> **DIRECTION**
Reproduce the items below word for word, starting with their first line and stopping after the line that contains "(1097, 269)", including that line.

------------------------------------------------------------------------

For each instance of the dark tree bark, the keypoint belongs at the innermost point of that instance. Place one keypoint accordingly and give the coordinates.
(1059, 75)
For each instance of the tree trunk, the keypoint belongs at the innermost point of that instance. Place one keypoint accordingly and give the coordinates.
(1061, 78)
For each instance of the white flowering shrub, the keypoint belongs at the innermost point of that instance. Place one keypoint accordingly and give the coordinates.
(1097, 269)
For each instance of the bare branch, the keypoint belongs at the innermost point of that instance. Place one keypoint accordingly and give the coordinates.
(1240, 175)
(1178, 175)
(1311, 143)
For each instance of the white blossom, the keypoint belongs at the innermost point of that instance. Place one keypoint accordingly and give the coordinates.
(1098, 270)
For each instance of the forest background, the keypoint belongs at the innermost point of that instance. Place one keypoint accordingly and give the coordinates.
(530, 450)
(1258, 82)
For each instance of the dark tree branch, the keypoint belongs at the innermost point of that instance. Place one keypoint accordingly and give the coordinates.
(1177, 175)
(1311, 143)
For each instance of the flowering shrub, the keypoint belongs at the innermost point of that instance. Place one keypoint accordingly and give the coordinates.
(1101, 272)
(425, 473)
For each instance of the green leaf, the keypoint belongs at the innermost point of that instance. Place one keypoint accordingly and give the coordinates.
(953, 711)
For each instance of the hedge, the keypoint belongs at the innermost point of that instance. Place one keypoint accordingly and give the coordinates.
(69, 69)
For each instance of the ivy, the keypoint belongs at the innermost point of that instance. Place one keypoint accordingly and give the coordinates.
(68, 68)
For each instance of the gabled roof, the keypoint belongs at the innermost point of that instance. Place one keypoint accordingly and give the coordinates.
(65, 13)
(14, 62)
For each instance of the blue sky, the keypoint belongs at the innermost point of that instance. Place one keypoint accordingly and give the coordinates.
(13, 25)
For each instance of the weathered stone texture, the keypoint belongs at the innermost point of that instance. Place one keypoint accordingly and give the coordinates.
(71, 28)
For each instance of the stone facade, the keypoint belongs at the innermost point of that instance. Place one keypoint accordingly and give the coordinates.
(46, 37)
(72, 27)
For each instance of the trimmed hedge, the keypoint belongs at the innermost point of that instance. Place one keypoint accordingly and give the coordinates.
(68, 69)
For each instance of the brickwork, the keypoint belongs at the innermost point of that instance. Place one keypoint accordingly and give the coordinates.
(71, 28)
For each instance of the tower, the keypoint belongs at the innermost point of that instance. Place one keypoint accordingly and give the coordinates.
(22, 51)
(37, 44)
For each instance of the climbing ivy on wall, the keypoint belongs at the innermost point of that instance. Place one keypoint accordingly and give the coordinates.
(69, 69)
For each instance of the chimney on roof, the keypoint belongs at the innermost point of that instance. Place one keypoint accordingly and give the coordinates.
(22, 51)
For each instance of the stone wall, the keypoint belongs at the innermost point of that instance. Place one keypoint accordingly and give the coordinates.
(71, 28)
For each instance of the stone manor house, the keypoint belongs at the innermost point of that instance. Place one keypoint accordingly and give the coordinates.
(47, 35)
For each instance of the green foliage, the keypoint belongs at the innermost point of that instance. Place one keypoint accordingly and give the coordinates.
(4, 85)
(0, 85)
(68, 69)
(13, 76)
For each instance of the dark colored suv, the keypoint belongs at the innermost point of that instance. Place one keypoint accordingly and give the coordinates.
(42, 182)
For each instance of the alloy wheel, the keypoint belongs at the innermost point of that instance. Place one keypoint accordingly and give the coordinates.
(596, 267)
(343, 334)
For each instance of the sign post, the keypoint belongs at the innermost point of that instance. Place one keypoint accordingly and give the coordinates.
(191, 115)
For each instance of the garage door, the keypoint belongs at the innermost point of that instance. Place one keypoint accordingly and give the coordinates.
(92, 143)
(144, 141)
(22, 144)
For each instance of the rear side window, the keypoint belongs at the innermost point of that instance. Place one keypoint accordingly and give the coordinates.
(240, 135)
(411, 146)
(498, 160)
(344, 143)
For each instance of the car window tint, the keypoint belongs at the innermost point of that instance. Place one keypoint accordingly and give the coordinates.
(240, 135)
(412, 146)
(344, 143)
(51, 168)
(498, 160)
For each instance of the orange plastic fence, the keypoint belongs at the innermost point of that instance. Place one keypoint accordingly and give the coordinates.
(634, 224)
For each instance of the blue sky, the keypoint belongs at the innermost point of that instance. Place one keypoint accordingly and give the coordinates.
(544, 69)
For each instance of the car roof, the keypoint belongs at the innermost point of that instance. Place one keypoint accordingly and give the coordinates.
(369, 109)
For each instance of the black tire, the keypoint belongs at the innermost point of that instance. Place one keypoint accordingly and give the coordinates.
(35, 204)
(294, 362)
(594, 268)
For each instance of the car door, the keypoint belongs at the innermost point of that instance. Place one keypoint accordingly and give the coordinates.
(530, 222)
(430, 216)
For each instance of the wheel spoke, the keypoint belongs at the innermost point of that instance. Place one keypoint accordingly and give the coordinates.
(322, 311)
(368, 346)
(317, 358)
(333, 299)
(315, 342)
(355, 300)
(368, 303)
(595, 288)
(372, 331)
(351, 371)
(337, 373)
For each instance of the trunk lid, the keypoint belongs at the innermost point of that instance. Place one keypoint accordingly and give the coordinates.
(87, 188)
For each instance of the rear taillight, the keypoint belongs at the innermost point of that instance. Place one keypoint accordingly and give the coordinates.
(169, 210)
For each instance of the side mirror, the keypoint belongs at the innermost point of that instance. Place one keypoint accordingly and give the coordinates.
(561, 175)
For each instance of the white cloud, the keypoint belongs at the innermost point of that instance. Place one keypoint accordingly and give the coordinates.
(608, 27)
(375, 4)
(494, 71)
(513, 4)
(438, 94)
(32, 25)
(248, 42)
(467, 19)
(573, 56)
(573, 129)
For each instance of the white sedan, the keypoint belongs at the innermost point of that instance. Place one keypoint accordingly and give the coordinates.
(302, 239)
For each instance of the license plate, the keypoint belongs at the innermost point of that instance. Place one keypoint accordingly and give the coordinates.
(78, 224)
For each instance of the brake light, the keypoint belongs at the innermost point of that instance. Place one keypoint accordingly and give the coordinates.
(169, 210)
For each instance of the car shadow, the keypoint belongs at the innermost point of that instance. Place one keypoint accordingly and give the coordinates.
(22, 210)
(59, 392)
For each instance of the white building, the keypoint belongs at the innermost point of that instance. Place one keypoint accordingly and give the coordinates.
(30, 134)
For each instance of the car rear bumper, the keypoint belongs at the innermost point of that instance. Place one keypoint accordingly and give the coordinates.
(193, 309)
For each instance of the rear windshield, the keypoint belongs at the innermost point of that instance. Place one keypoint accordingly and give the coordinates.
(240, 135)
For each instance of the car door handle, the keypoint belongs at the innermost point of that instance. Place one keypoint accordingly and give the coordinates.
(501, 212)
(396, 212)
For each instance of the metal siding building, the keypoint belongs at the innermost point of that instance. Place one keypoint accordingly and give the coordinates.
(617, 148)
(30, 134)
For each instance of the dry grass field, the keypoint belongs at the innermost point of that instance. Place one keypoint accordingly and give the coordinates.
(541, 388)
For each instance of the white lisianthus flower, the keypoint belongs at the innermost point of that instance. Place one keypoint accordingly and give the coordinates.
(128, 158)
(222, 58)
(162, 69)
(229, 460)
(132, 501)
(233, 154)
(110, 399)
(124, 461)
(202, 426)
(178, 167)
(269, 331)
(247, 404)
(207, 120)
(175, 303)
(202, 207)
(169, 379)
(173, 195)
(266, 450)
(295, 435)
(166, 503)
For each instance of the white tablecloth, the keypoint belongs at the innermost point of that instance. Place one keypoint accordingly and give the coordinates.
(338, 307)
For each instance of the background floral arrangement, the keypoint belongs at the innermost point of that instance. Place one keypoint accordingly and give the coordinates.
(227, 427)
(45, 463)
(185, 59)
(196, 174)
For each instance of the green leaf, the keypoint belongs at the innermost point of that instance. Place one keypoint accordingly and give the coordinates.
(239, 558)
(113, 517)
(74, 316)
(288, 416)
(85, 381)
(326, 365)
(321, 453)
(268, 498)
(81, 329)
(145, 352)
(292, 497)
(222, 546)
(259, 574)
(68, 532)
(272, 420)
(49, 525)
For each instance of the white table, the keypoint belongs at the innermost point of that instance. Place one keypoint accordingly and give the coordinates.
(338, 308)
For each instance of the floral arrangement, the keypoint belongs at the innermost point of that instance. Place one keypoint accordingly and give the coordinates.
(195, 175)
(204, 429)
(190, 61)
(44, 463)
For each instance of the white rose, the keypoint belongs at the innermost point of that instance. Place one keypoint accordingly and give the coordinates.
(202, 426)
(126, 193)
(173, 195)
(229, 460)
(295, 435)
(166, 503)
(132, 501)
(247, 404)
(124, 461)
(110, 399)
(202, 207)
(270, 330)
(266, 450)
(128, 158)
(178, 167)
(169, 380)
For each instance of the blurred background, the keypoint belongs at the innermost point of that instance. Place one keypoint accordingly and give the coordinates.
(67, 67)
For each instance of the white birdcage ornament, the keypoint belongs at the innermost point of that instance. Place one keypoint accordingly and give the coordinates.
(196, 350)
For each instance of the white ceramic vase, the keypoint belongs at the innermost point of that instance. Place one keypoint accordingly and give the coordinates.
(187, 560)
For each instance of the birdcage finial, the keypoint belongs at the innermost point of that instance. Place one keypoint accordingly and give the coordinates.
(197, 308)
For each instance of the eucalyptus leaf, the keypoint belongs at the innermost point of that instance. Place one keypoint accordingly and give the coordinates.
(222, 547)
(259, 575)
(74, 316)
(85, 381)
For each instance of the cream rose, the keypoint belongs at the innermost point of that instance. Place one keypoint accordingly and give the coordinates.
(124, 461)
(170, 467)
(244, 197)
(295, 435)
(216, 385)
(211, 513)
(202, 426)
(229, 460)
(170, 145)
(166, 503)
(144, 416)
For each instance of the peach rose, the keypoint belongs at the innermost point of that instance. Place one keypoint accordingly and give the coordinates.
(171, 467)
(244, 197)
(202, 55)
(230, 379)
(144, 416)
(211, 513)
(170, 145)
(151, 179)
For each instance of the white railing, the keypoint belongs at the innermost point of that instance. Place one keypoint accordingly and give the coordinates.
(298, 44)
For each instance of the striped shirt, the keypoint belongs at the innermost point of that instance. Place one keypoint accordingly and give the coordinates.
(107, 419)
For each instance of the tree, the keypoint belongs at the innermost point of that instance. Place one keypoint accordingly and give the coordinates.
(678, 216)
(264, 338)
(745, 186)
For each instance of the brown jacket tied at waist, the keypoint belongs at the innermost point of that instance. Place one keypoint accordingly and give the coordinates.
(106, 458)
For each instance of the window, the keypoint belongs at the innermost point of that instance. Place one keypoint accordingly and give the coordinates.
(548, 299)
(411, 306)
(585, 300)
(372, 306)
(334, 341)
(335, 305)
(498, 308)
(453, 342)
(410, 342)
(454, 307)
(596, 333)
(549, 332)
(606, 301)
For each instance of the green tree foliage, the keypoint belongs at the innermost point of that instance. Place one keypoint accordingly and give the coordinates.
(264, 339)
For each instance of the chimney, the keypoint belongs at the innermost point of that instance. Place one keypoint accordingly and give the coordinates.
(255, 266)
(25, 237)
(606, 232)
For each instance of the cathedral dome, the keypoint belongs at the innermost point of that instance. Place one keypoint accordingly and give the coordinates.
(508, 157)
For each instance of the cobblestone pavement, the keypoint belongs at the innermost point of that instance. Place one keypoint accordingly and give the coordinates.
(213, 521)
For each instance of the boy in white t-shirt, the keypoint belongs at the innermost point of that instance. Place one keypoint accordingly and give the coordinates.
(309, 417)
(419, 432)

------------------------------------------------------------------------

> **ANSWER TO THIS TASK**
For each instance of the dark tree bark, the keypoint belongs at the innermost point of that instance. Place one keypoint accordingly and give the coordinates.
(1059, 75)
For each instance of the tree trunk, the keypoint belongs at the innermost point of that instance. Place one keypoint accordingly and give the coordinates.
(1061, 78)
For each instance of the white flowering shrub, the keypoint belongs at the innermost point of that instance. Place one keypoint accordingly and give the coordinates.
(1097, 269)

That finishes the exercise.